**WHAT THE TASK ASKS**
Your task is to return the line containing "Target: elephant trunk" plus every line after it, exactly and with nothing added.

— Begin ENTRIES SUPPLIED —

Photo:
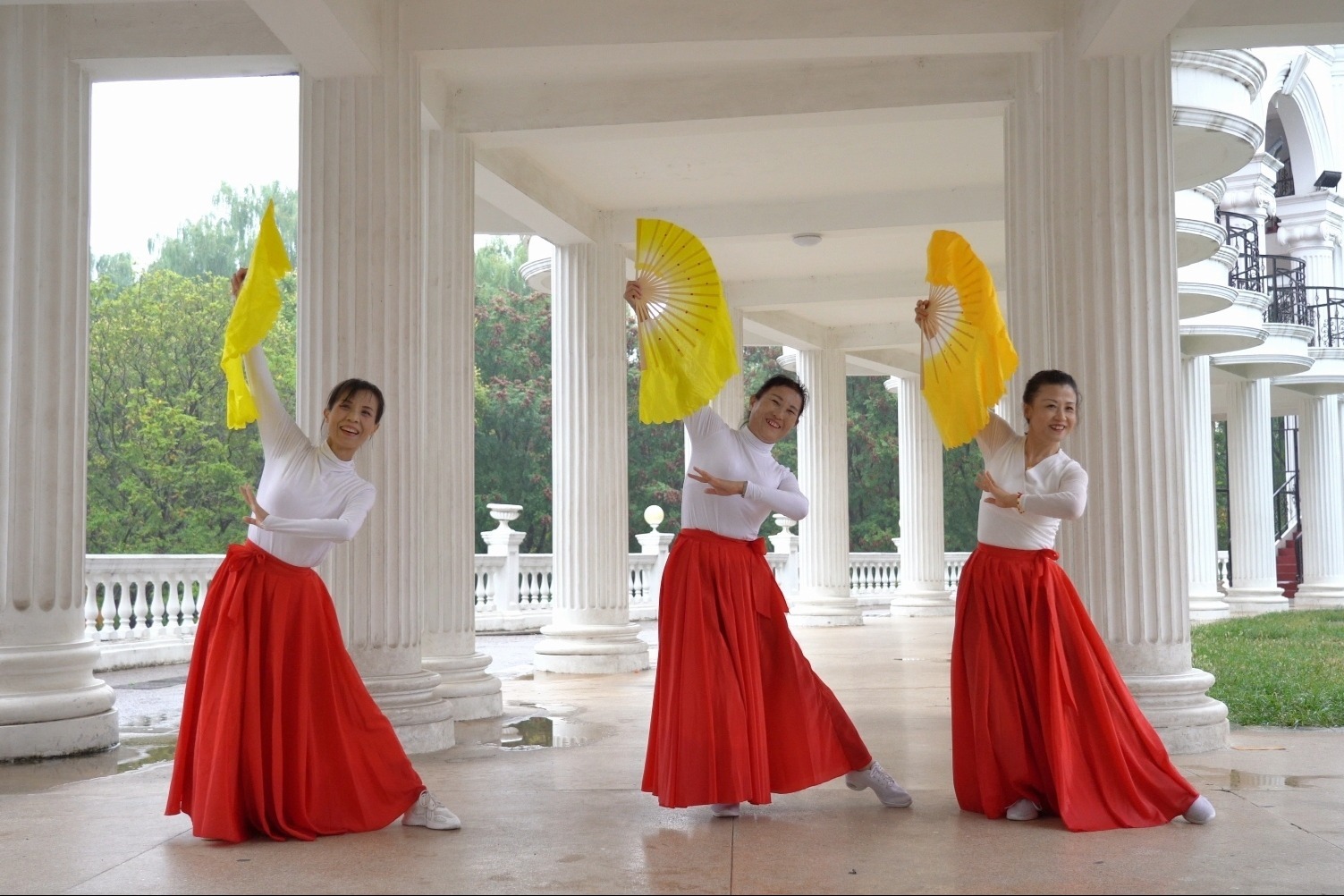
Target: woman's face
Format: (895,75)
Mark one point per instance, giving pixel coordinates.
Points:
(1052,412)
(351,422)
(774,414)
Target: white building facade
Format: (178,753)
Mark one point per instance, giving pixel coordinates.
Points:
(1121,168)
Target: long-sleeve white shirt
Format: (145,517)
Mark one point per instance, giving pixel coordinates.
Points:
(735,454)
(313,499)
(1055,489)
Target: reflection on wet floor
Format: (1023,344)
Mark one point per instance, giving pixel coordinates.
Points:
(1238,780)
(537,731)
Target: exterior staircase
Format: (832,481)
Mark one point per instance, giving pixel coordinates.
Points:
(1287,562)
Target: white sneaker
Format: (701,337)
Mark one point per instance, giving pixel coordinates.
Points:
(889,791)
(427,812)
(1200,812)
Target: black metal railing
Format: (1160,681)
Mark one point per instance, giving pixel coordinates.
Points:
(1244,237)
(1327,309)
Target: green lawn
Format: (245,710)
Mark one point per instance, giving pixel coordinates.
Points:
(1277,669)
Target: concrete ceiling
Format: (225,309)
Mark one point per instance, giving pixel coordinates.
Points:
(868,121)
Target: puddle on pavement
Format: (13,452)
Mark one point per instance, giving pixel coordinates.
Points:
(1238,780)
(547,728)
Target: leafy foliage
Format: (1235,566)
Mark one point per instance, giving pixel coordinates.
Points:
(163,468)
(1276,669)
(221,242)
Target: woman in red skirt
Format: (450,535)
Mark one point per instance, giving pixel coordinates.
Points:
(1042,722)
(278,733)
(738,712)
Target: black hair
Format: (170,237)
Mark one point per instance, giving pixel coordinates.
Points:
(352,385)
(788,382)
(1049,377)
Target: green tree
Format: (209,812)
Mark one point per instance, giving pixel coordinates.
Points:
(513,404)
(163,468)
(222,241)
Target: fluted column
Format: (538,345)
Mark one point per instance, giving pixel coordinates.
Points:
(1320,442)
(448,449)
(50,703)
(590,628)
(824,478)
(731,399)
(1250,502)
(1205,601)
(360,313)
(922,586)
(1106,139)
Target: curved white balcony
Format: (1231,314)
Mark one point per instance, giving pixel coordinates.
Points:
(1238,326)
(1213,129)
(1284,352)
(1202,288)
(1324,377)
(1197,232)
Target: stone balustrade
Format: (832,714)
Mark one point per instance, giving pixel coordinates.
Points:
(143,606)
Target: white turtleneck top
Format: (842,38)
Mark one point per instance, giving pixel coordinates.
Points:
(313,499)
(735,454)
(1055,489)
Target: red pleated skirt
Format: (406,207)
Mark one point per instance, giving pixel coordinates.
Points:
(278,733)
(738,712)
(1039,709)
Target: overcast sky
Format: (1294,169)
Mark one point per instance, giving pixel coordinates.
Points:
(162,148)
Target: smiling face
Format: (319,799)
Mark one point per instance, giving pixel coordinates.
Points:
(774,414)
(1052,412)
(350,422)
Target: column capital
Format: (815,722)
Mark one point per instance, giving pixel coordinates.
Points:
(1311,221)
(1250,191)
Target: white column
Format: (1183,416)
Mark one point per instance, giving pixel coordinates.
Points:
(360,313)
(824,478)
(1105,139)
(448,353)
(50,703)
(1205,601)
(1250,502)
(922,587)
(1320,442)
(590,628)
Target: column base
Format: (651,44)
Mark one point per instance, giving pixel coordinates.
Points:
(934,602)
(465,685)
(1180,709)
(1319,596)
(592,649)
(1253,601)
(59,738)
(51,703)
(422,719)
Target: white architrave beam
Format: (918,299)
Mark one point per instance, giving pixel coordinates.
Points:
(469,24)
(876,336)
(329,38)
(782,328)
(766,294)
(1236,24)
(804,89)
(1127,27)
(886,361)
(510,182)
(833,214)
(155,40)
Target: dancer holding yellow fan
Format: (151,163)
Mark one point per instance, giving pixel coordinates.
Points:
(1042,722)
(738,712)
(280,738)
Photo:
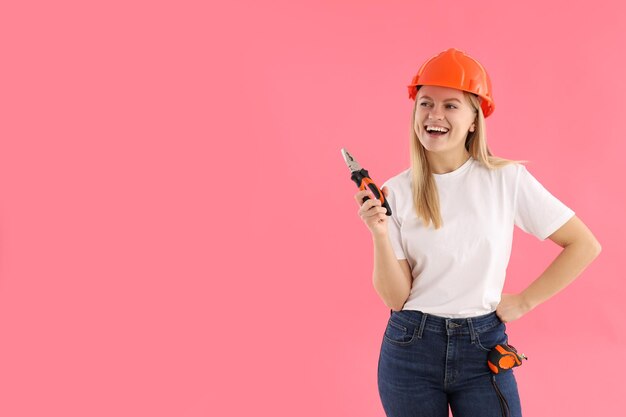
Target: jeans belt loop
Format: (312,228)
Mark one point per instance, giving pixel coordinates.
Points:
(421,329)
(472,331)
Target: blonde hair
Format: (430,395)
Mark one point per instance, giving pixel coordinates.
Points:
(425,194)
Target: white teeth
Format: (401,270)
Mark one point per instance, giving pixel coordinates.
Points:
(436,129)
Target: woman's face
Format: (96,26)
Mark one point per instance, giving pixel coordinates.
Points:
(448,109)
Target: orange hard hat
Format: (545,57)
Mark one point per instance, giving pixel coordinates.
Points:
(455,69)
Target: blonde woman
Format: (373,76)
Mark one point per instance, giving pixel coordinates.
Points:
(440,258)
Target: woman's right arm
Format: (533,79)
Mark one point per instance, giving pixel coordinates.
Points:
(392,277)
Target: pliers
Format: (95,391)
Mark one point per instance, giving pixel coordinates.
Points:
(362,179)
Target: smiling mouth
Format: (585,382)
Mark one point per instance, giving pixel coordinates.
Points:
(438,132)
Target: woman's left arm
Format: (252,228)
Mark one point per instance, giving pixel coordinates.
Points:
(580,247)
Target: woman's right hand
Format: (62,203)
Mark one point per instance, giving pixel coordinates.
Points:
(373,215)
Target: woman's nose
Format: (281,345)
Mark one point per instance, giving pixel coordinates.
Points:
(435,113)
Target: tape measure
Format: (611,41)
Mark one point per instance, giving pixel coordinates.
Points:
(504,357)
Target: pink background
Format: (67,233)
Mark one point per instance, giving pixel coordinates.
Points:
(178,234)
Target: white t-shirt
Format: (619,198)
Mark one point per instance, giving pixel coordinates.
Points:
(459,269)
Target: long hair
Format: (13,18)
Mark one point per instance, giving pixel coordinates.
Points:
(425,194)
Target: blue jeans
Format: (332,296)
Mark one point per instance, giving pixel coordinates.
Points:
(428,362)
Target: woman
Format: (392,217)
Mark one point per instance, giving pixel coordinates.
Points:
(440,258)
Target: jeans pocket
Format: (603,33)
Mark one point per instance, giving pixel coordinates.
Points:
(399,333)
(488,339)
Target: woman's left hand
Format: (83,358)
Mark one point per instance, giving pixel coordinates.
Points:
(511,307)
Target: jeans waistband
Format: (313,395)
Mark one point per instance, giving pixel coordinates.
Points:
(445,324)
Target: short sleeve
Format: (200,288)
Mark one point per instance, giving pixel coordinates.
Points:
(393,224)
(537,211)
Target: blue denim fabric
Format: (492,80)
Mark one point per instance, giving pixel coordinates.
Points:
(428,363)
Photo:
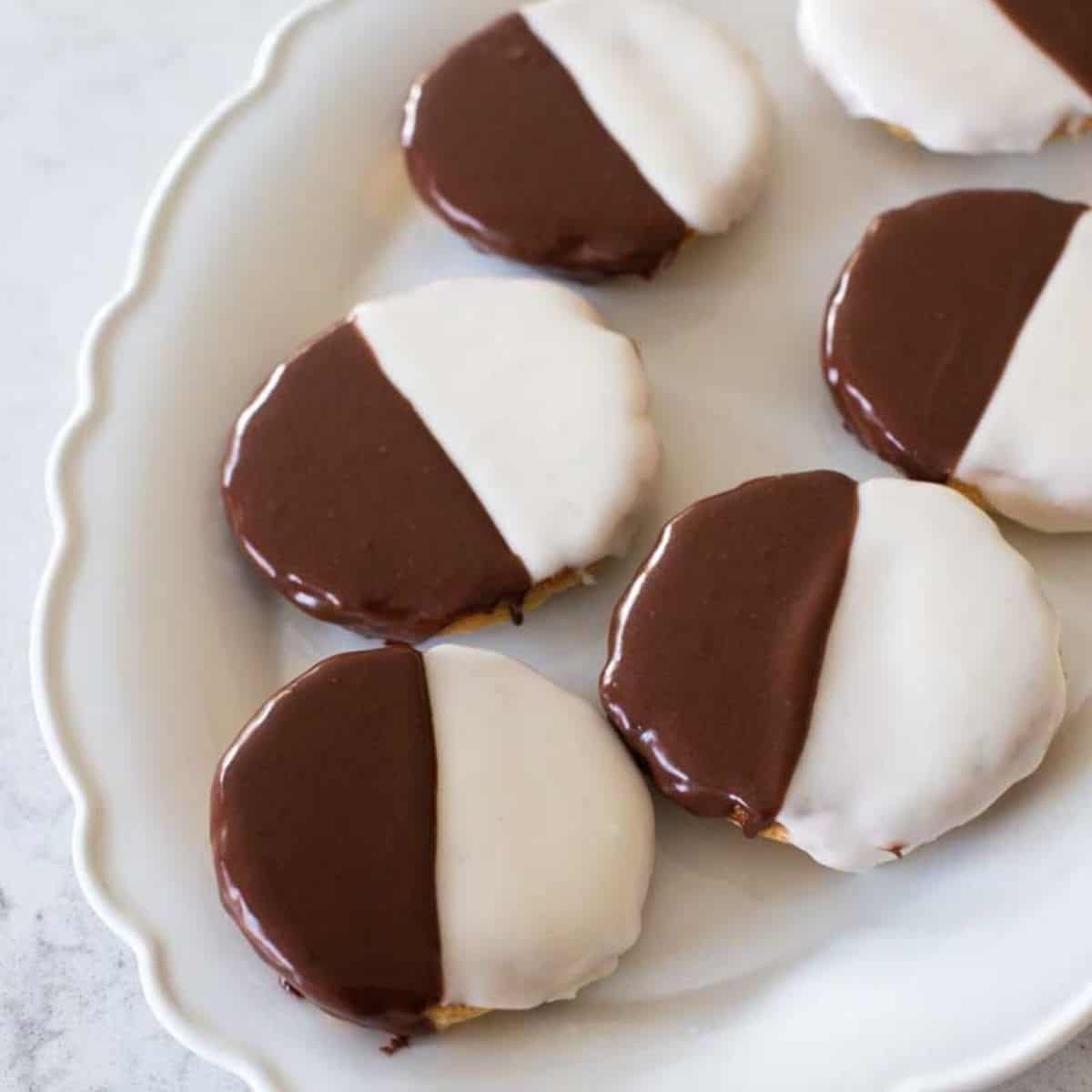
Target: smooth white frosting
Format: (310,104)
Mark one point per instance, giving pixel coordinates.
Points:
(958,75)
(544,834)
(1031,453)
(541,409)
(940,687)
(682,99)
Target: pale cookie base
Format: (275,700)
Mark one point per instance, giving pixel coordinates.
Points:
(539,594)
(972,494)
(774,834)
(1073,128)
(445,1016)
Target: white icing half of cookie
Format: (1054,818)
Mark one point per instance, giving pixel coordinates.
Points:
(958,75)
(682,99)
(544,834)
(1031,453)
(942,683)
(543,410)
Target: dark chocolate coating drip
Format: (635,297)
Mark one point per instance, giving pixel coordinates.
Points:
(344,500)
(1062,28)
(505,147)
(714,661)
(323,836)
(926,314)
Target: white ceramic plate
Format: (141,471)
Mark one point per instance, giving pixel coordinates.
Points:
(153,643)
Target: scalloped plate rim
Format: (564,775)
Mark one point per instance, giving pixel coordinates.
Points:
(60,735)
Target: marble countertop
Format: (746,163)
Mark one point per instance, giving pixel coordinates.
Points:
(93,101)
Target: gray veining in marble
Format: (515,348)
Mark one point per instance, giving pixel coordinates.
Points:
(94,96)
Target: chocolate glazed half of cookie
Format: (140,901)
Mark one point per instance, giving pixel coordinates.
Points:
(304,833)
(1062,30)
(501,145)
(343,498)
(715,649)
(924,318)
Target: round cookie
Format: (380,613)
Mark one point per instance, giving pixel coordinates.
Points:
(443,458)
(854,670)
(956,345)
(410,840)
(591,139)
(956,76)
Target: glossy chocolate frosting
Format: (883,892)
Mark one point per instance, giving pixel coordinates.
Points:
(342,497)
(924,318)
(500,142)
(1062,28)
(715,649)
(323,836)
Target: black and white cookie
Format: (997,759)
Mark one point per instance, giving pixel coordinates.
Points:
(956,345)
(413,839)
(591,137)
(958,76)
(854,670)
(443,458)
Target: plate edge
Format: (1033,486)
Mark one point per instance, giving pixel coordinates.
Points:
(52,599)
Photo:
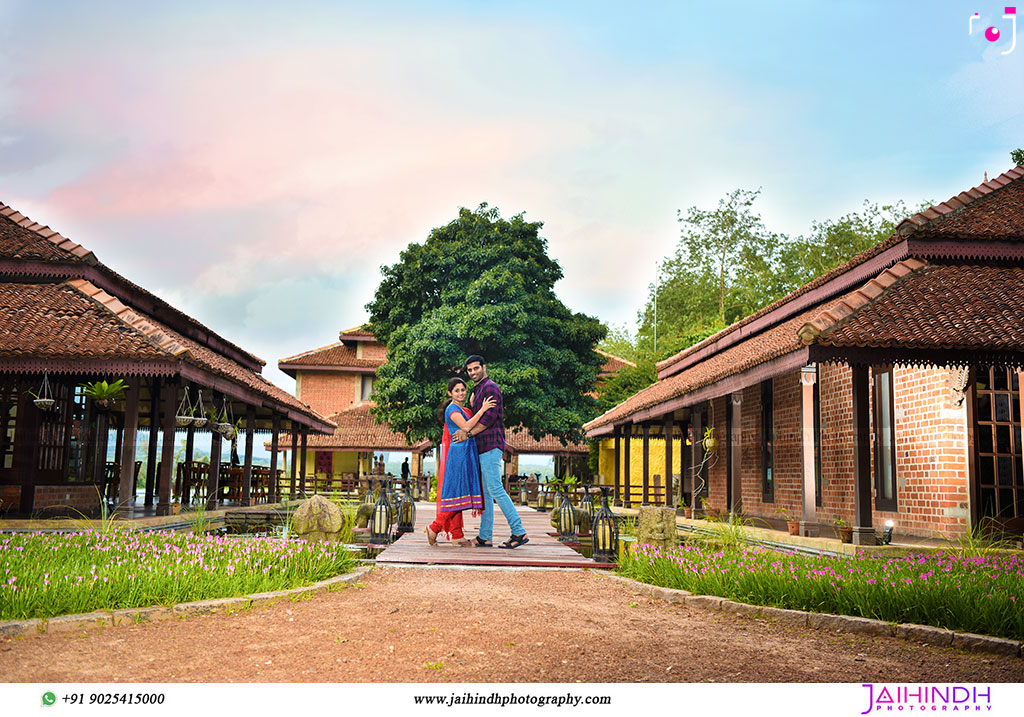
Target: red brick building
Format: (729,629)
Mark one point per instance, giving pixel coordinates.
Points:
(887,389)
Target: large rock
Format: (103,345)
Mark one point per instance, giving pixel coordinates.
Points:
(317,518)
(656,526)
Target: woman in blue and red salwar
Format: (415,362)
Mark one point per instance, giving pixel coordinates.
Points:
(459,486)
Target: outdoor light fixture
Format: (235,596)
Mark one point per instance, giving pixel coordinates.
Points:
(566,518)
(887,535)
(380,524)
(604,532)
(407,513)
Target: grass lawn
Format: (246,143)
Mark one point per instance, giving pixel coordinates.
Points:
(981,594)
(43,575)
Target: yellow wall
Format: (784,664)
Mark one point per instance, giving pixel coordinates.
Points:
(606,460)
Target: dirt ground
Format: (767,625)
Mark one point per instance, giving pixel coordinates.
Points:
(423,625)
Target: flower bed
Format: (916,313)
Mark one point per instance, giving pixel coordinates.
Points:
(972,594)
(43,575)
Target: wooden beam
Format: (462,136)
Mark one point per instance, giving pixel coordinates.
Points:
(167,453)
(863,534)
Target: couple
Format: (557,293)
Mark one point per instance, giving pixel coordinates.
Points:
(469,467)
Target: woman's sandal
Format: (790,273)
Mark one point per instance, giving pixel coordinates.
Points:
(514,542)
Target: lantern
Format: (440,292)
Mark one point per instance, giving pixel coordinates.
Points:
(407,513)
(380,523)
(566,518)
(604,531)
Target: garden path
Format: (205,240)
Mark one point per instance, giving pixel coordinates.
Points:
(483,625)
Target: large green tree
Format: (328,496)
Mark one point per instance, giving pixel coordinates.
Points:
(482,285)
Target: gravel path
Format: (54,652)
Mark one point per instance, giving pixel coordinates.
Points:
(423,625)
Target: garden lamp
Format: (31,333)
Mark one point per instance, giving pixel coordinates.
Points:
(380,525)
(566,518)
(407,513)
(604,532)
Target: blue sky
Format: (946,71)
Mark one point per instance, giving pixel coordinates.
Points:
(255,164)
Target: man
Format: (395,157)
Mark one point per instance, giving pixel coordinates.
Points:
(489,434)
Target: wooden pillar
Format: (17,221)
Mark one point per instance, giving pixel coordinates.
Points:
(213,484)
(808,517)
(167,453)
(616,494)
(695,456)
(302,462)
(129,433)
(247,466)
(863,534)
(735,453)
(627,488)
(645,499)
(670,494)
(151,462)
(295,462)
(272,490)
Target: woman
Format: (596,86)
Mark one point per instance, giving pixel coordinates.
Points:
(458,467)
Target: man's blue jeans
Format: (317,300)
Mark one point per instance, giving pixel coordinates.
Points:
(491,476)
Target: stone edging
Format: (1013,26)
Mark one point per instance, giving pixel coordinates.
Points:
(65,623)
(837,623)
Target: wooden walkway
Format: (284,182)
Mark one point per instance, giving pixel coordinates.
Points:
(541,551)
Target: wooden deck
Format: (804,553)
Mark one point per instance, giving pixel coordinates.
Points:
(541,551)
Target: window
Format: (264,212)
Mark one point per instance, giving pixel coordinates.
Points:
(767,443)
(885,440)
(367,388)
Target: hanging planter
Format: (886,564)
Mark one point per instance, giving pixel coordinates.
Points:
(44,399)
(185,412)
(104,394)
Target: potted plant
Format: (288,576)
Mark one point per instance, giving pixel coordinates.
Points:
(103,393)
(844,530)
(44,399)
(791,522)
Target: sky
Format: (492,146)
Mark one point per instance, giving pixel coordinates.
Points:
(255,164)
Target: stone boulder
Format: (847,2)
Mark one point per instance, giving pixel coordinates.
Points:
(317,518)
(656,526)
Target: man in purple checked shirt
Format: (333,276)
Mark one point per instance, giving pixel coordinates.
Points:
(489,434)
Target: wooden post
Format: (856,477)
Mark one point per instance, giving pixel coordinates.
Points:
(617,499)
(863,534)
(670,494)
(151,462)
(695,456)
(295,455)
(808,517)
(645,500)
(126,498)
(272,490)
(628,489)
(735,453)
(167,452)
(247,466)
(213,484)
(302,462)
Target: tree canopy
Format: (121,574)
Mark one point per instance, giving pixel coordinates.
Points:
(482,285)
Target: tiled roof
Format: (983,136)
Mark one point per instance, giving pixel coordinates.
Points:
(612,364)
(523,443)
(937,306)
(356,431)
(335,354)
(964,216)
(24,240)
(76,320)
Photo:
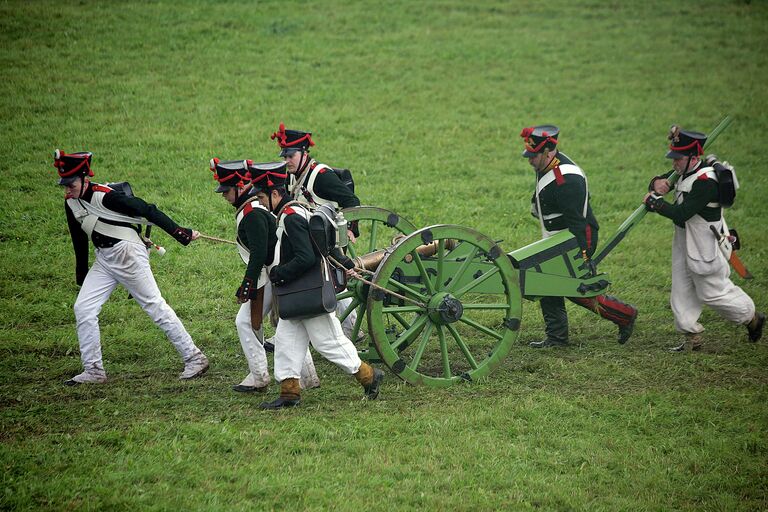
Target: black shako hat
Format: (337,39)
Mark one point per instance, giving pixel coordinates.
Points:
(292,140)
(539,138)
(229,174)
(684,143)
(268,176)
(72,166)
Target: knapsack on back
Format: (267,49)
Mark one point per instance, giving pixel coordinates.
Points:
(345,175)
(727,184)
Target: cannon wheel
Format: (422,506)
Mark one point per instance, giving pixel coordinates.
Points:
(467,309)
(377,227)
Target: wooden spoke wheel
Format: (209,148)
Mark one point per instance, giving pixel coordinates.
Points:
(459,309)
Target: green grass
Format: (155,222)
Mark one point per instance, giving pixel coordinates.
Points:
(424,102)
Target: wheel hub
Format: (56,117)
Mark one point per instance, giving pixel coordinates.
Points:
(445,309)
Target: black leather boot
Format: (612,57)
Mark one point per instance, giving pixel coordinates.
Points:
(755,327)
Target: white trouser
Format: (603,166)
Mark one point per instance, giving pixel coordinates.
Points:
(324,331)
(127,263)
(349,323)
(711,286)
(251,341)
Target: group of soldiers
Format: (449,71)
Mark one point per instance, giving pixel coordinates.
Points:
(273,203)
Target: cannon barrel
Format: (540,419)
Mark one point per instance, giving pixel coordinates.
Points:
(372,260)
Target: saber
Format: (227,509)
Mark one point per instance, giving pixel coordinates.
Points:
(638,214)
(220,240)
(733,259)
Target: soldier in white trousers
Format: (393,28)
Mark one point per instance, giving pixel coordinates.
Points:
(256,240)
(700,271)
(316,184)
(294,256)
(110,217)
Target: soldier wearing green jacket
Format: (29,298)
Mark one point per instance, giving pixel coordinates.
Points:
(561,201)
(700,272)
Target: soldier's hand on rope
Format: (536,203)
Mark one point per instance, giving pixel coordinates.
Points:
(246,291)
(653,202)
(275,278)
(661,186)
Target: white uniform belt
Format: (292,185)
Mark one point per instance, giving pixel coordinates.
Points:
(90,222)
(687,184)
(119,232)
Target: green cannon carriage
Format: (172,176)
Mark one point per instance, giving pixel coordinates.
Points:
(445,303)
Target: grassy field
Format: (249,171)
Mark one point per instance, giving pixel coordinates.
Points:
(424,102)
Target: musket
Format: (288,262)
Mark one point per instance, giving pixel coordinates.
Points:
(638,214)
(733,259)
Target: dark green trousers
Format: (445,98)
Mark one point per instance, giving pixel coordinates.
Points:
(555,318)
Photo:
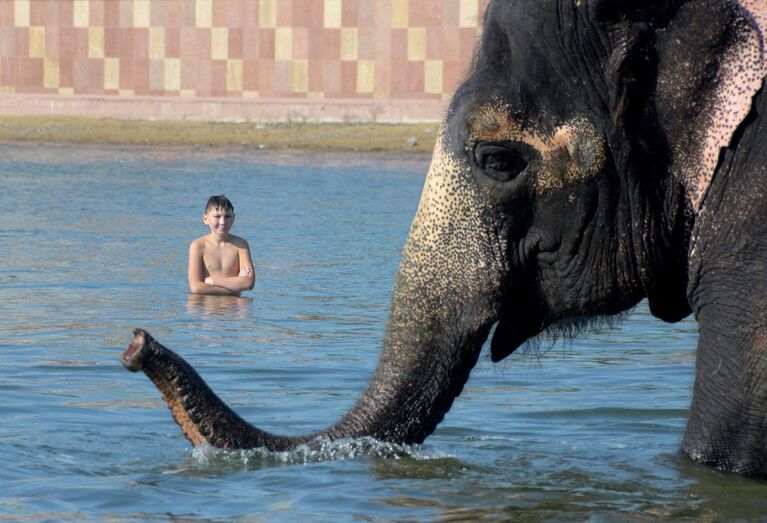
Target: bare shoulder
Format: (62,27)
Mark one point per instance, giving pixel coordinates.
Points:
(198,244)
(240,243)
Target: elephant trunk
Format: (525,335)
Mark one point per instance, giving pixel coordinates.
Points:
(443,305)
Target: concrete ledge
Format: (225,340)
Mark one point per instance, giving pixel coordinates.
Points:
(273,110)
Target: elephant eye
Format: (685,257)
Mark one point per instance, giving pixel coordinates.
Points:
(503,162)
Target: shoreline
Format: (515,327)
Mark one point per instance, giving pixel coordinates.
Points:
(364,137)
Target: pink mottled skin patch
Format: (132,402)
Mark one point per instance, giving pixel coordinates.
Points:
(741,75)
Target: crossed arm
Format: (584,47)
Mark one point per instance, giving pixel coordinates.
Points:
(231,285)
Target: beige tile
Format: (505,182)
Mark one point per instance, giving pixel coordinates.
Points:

— End ENTRIES SUPPLIED —

**COMPLETE ANSWER**
Target: elephant trunk
Format: (525,335)
Mark one point per instance, giving pixel coordinates.
Points:
(443,305)
Target: concrete ledge
Format: (225,340)
Mark one point per instance, giving pixel coordinates.
Points:
(273,110)
Target: elephant eye
Format: (685,257)
Mark one point per instance, giving pixel coordinates.
Points:
(503,162)
Target: shoreline
Format: (515,327)
Mark one point per instance, giving pixel coordinates.
Points:
(364,137)
Target: pink mottled skin patch
Format: (132,402)
Mark one point per instance, giving pixel coordinates.
Points:
(741,75)
Target: crossed arm
Format: (584,47)
Mark one point per instance, giving pixel coordinates.
Points:
(231,285)
Target: beige tile
Format: (505,182)
Mark one point per instance, giving pixel coordinates.
Points:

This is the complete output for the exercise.